**DIRECTIONS FOR THIS TASK**
Gather every line from the items below that contains the word "green". Case matters, so match uppercase and lowercase letters precisely.

start PROVIDED MATERIAL

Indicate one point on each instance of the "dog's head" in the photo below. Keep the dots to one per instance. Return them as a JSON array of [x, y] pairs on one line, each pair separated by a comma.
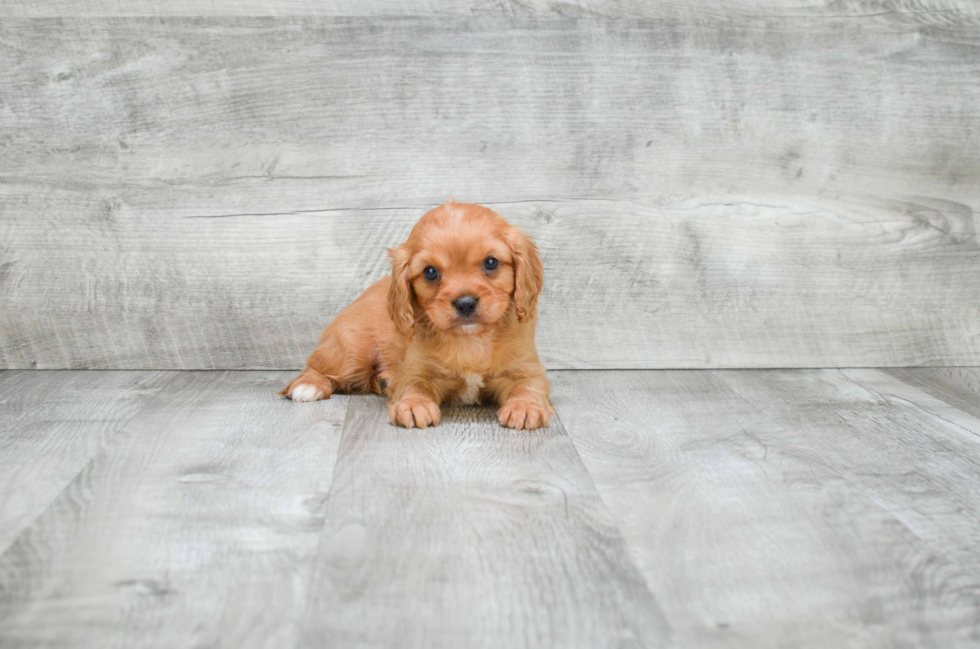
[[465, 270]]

end PROVIDED MATERIAL
start PROVIDED MATERIAL

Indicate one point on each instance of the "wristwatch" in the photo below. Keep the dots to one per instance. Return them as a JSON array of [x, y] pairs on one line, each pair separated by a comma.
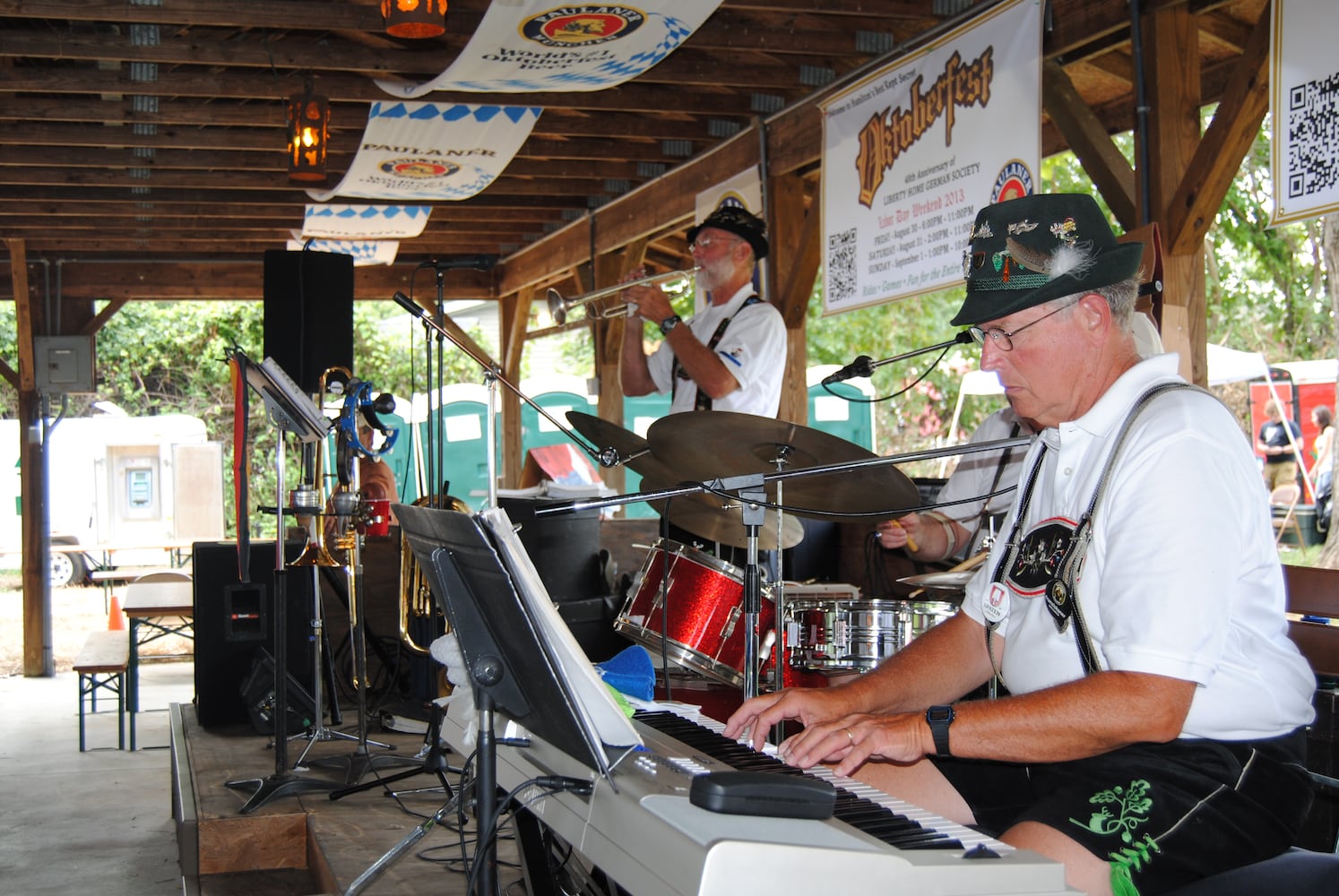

end PROVIDED MATERIAL
start PROVIDED MATERIAL

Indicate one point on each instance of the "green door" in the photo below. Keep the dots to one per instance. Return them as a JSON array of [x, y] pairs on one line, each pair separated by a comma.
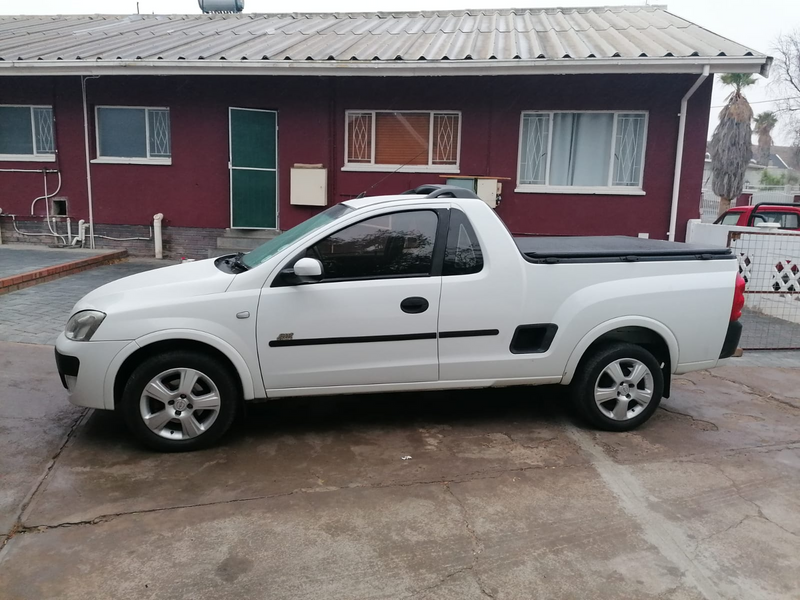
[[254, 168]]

end PROVIDED MATERIAL

**SOLUTION TO THIS PROBLEM**
Indicate one point on each instance of the "green door" in the photo below. Keep the dots to one per instance. Return them as a JSON array of [x, y] pairs on one line, each pair separated by a comma.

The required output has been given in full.